Start of Record excerpts

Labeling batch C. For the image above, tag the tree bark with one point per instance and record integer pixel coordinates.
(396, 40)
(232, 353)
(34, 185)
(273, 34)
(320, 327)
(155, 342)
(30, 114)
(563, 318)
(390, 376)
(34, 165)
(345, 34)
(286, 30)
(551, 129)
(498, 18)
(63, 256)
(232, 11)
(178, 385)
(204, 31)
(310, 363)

End of Record excerpts

* _Problem description_
The expected output is an exact copy of all the records above.

* _Result for this task_
Labeling batch C. For the image above, tag the tree bark with one point per instance and record integer pixel coordinates.
(396, 40)
(232, 353)
(34, 185)
(273, 34)
(320, 327)
(155, 342)
(30, 114)
(563, 318)
(390, 376)
(34, 165)
(345, 34)
(286, 30)
(551, 129)
(498, 18)
(63, 256)
(232, 11)
(178, 385)
(204, 31)
(310, 363)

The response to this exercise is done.